Texto de origen
No recuerdo la primera vez que vi a Claudio, pero sí recuerdo la última. Fue durante la Semana Santa de 2016, en el restaurante Miramar, frente a la bahía de San Vicente de la Barquera. Yo venía de una experiencia dolorosísima en el mundo editorial y verlo entrar en aquel sitio, con su familia, con Ángeles... me llenó de tal alegría que le di un abrazo quizá demasiado efusivo. Era la clase de persona con la que no te parabas en estatus o en cargo, simplemente te sentías tranquilo y seguro a su lado.
Lejos de mi intención hablar aquí del López Lamadrid que todos conocen. Me limitaré a hablar del que conocí yo. El de las conversaciones en Twitter acerca del Espanyol, su gran pasión aparte de la literatura. El que me dijo que su casa era la mía cuando fuera a Barcelona, el que me paseó por la Feria allá por 2015 o 2016, cuando mis libros en su grupo editorial ya habían demostrado ser un desastre. Claudio podía parecer distante en ocasiones, la típica persona con tantos pensamientos en la cabeza que nunca parece estar ahí, pero, a la vez, eso tranquilizaba porque sabías que estaría cuando hiciera falta.
Por ejemplo, al poco de enviarle "La estética del francotirador", me contestó con un largo email detallando los aciertos y los fallos de la novela y animándome a publicarla en algún lado porque merecía la pena. No todos los editores hicieron lo mismo y no todos los editores eran los responsables de uno de los dos sellos más importantes en lengua española. De alguna manera, siempre sentí que, mientras Claudio estuviera ahí vigilando, tendría alguna posibilidad. Hace apenas dos horas le decía a una buena amiga: "Si consigo escribir una buena novela, sé que Claudio al menos va a leerla".
Sé que todo esto, desde fuera, no parece mucho, pero lo es. El mundo editorial es un lugar infecto lleno de gente podrida y sin consideración. Claudio, al igual que Miguel Aguilar, mi querido editor en Debate, siempre fueron cariñosos, agradables y profesionales conmigo, perdonándome incluso mi afición al Barcelona. Con ellos no te la jugabas. Creyeron en mí como ha creído poca gente en esa industria y yo siempre tendré la sensación de haberles fallado.
Como todo editor, Claudio tuvo aciertos y errores, pero nunca se conformó. Siempre estaba buscando nuevos talentos, nuevas vías, nuevas narraciones... podría haberse aislado en su torre de marfil pero prefirió bajarse al barro de las redes sociales y el contacto directo con cualquiera cuyo talento le llamara la atención. Su muerte deja huérfana a mucha gente. Sus autores eran algo así como sus hijos, a los que a veces no dudaba en regañar en público cuando discutían entre sí. Siempre creyó en lo que hacía y cuando tenía dudas se guardaba de que nadie las descubriera.
Era un buen hombre. Conmigo fue un buen hombre, siempre. Le echaremos muchísimo de menos.

Datos proporcionados
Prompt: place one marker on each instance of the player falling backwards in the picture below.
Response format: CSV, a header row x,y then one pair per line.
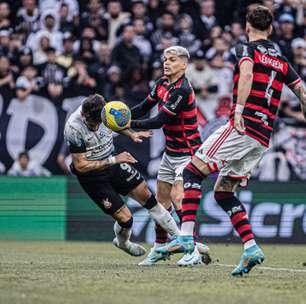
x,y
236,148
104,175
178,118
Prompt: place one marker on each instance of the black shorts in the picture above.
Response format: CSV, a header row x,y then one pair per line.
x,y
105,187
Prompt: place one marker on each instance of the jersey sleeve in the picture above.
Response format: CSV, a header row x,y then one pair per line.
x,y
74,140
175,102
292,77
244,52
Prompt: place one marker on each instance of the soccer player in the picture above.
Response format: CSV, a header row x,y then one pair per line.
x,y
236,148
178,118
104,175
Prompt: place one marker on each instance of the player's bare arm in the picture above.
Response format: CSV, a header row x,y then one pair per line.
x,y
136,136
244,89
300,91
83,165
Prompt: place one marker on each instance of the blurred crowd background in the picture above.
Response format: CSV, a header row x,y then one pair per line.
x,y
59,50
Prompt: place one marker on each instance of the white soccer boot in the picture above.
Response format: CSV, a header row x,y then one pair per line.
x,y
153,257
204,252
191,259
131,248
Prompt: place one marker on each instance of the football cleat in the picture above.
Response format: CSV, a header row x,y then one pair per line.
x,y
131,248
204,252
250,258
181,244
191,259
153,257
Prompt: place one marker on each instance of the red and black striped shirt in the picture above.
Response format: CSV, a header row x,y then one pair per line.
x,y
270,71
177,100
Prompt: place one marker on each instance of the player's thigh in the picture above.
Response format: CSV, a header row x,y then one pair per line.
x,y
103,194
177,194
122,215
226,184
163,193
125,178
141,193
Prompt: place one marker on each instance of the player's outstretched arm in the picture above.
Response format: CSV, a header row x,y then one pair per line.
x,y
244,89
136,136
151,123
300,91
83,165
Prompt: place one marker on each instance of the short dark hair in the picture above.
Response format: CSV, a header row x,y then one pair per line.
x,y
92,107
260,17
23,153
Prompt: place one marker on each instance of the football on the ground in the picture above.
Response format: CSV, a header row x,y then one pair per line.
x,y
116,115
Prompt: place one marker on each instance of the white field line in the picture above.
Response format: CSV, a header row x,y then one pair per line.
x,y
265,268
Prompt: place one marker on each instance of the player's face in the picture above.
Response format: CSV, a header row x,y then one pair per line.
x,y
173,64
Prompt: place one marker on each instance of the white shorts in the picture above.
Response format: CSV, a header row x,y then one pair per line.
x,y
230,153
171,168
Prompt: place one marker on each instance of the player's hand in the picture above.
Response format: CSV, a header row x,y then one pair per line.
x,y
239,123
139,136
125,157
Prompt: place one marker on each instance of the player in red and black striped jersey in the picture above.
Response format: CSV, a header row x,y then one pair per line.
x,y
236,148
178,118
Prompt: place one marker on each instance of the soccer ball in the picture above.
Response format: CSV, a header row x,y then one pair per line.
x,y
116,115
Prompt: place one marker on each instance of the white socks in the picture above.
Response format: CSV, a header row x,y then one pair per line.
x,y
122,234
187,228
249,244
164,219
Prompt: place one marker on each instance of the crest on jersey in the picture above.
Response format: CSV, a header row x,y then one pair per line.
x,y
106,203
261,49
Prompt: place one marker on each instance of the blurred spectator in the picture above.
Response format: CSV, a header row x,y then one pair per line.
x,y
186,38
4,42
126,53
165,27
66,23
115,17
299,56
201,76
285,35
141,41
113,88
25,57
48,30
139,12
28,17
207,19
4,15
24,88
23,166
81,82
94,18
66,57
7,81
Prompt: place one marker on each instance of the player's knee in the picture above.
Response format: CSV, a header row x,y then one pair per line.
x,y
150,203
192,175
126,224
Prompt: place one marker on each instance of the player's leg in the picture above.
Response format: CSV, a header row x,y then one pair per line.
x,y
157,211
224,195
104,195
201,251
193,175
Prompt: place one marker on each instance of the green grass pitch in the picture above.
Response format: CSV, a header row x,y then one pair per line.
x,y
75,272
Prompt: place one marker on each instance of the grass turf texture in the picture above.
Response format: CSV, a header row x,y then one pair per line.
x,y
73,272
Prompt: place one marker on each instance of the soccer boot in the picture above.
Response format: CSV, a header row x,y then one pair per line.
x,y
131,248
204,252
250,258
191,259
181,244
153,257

Enunciado
Transcribe, sin ningún cambio, el pasaje del texto de origen que se abre con las palabras "No recuerdo la" y se cierra con "seguro a su lado.".

Respuesta
No recuerdo la primera vez que vi a Claudio, pero sí recuerdo la última. Fue durante la Semana Santa de 2016, en el restaurante Miramar, frente a la bahía de San Vicente de la Barquera. Yo venía de una experiencia dolorosísima en el mundo editorial y verlo entrar en aquel sitio, con su familia, con Ángeles... me llenó de tal alegría que le di un abrazo quizá demasiado efusivo. Era la clase de persona con la que no te parabas en estatus o en cargo, simplemente te sentías tranquilo y seguro a su lado.